## Input data
□ □ □ □ □ □ □

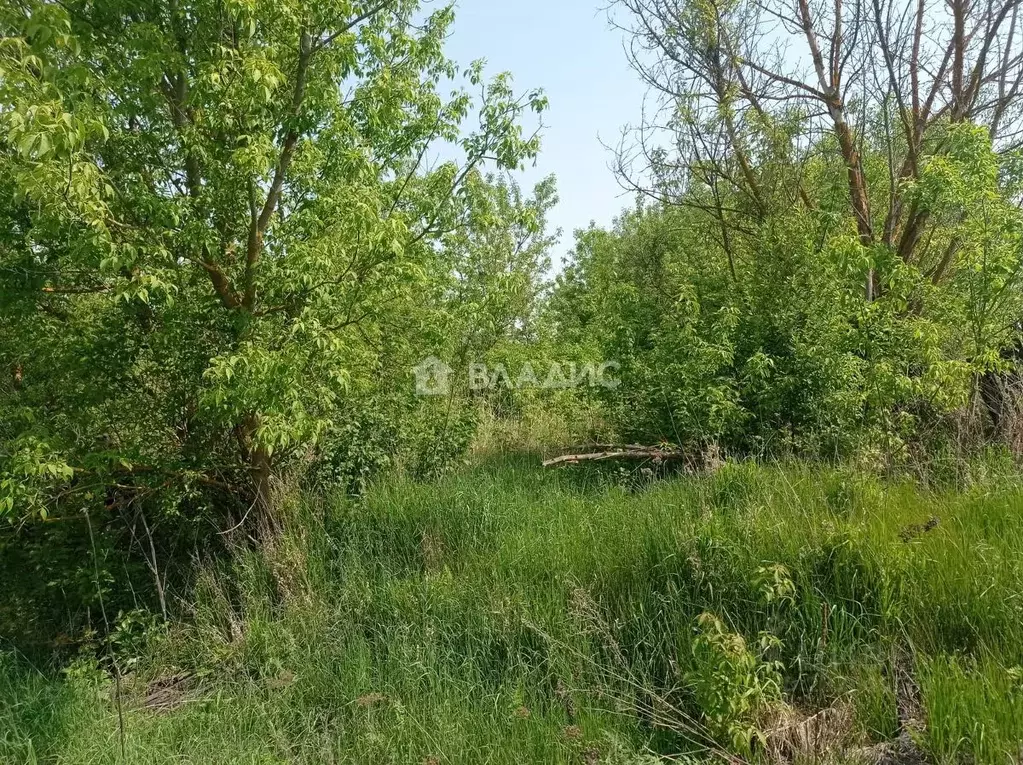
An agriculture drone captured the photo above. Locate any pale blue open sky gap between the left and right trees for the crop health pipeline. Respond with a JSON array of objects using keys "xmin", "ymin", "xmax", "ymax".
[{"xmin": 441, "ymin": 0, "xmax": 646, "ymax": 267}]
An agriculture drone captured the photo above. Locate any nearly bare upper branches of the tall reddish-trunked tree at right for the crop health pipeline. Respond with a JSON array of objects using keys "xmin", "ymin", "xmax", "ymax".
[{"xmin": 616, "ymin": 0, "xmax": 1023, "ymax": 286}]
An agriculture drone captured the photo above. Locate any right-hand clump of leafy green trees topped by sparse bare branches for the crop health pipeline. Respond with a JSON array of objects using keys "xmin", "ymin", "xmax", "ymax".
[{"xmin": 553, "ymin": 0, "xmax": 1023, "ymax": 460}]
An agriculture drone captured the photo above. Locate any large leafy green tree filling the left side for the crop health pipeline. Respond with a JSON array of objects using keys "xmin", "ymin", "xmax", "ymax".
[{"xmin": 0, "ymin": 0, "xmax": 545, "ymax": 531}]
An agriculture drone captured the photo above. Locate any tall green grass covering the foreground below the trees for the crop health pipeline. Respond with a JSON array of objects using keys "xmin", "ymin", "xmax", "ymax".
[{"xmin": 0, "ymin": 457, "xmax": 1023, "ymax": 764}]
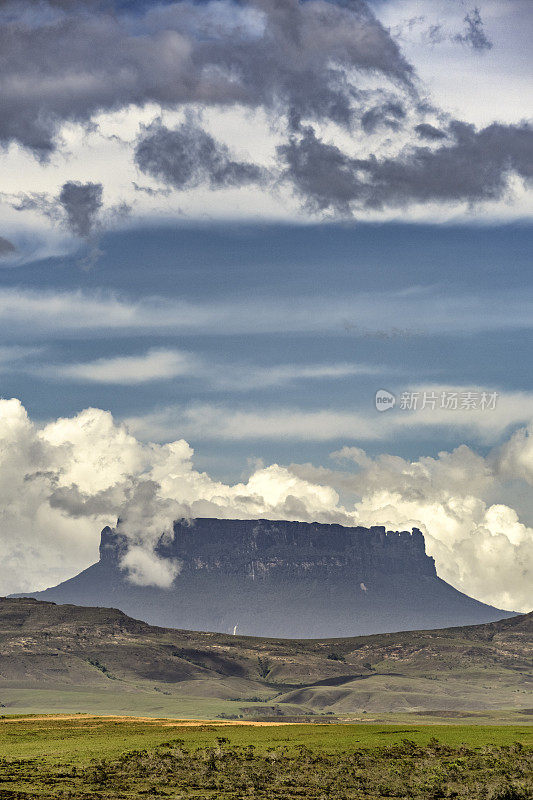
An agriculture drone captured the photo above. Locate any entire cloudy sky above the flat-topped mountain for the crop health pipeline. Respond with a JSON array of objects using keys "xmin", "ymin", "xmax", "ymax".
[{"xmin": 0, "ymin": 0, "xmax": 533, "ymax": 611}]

□ □ □ □ □ □ □

## What you will do
Would you write out each entry word for word and omit the images?

## Completed task
An agriculture drone captured the photo above. Locate any pale blue open sky gap between the left and right trees for the crop health pipeline. Respond with a JSON array of objects using keys "xmin", "ymin", "xmax", "ymax".
[{"xmin": 441, "ymin": 0, "xmax": 646, "ymax": 267}]
An agriculture drone captured the photo above. Locate any nearly bare upper branches of the tall reddish-trunked tree at right for the crop health pipeline. Respond with a JSON array of objects using keys "xmin", "ymin", "xmax", "ymax".
[{"xmin": 616, "ymin": 0, "xmax": 1023, "ymax": 286}]
An agriculture drone captured the photo above. Locate any right-hand clump of leafy green trees topped by sparse bare branches for the crop health pipeline. Respond with a JSON array of objects using keys "xmin", "ymin", "xmax", "ymax".
[{"xmin": 553, "ymin": 0, "xmax": 1023, "ymax": 460}]
An agriculture drone captured the photo above. Locate any large leafy green tree filling the left side for the crop health pipeline. Respond with a JSON array of objects using keys "xmin", "ymin", "xmax", "ymax".
[{"xmin": 0, "ymin": 0, "xmax": 545, "ymax": 531}]
An agriculture drone captured the photo above. Locate any tall green grass covering the foreground below the trees for the crop health pipeline. Respond with a JSON array of objects using keys "xmin", "ymin", "xmax", "ymax".
[{"xmin": 0, "ymin": 457, "xmax": 1023, "ymax": 764}]
An agriculture drone captured the photo above. Locate any entire cloudy sky above the flat-topped mountain for the crop health pipeline. Respond with a JSON array of objects using keys "xmin", "ymin", "xmax", "ymax".
[{"xmin": 0, "ymin": 0, "xmax": 533, "ymax": 611}]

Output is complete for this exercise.